• [Task statement]: Count the lines in the entries below that contain the string "river", with case taken into account, and give only that number.
--- START Data supplied ---
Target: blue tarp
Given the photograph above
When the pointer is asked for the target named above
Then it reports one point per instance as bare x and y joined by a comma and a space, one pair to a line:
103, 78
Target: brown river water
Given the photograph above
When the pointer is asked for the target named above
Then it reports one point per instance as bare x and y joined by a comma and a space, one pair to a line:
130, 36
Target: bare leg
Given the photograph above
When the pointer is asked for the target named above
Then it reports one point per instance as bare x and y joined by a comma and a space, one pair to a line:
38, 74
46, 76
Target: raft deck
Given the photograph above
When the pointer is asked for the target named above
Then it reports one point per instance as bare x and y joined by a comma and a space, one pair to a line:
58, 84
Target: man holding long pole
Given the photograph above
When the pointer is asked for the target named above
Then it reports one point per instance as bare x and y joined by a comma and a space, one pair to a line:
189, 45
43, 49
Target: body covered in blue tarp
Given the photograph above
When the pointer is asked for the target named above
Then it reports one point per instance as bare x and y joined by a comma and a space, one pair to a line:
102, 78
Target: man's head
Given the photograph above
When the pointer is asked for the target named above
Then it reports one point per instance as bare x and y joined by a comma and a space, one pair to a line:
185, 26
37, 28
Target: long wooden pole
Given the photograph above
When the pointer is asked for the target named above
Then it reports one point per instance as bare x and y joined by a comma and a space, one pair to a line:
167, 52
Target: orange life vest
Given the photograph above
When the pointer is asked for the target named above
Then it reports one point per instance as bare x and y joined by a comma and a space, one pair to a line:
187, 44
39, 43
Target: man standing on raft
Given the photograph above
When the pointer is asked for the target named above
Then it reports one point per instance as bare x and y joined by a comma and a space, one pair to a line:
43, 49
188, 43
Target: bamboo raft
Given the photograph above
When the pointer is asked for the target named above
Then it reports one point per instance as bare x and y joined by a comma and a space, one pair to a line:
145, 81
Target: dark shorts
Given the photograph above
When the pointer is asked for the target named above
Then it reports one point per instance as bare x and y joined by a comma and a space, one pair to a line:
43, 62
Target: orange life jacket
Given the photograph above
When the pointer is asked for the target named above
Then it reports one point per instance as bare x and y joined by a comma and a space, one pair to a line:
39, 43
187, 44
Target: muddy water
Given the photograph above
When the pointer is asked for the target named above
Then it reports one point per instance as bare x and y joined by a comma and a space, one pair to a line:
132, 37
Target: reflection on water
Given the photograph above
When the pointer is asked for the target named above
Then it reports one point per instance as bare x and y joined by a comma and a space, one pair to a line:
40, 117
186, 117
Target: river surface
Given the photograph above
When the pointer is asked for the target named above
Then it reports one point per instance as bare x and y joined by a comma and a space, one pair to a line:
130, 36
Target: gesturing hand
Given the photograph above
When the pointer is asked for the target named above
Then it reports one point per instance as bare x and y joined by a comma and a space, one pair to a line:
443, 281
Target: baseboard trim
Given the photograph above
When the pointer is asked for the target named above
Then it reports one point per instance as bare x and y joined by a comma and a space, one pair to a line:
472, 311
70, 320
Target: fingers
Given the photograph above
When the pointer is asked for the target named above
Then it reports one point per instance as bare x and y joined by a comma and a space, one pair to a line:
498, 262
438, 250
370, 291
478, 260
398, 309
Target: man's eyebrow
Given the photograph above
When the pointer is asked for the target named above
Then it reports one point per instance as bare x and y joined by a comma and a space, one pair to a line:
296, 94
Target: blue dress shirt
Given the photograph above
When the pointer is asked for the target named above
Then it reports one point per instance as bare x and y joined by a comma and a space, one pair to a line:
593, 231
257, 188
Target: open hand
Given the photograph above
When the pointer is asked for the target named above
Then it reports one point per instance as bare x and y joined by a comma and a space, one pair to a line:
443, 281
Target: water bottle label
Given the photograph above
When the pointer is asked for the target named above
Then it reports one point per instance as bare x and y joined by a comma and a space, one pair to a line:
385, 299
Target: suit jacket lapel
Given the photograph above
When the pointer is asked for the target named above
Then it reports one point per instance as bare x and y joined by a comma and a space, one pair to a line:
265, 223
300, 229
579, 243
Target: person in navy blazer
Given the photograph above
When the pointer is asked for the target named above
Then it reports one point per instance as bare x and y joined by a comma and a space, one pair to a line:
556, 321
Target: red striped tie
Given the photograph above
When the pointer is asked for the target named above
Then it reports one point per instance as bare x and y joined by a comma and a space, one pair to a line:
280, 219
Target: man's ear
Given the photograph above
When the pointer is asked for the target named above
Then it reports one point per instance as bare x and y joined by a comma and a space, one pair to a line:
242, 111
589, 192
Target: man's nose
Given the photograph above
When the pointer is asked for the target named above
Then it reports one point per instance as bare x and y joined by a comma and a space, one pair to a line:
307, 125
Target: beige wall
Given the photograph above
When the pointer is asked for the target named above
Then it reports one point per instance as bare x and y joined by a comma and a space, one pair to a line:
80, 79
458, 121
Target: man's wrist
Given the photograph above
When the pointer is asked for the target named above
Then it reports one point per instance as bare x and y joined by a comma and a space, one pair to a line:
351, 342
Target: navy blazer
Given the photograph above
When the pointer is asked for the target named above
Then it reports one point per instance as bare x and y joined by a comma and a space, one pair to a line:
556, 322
--- END Data supplied ---
--- START Data supplied ---
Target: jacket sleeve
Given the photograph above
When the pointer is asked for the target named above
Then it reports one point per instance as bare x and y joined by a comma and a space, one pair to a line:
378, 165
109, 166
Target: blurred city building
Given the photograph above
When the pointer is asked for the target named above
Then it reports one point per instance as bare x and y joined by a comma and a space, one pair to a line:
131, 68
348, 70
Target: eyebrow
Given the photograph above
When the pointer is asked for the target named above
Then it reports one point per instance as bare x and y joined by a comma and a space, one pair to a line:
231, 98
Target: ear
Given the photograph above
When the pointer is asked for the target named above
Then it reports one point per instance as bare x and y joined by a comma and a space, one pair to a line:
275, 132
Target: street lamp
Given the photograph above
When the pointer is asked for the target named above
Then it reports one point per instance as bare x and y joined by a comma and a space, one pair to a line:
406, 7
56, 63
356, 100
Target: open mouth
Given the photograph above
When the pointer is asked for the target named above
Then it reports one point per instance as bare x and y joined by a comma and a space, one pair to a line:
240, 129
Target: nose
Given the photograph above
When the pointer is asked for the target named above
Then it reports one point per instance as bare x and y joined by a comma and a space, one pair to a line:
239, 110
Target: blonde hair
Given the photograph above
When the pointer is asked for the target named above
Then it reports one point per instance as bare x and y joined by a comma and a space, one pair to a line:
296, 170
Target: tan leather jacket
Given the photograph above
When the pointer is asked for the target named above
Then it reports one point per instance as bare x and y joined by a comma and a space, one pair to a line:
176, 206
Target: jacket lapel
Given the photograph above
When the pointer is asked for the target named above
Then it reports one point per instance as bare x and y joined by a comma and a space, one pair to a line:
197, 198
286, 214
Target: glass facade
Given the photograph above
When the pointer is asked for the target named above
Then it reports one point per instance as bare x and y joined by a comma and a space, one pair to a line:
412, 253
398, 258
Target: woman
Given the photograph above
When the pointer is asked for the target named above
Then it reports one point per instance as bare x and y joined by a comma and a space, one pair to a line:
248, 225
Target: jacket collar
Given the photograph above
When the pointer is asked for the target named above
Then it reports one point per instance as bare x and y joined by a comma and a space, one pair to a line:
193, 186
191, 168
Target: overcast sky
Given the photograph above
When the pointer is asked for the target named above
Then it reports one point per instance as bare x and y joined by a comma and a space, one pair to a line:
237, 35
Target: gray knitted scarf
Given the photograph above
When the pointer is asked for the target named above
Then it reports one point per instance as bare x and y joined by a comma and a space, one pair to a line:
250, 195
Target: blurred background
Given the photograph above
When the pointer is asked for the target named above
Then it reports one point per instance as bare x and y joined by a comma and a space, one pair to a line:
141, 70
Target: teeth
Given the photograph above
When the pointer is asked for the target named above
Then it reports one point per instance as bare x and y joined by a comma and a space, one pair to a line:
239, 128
--- END Data supplied ---
• [Solution to this problem]: 2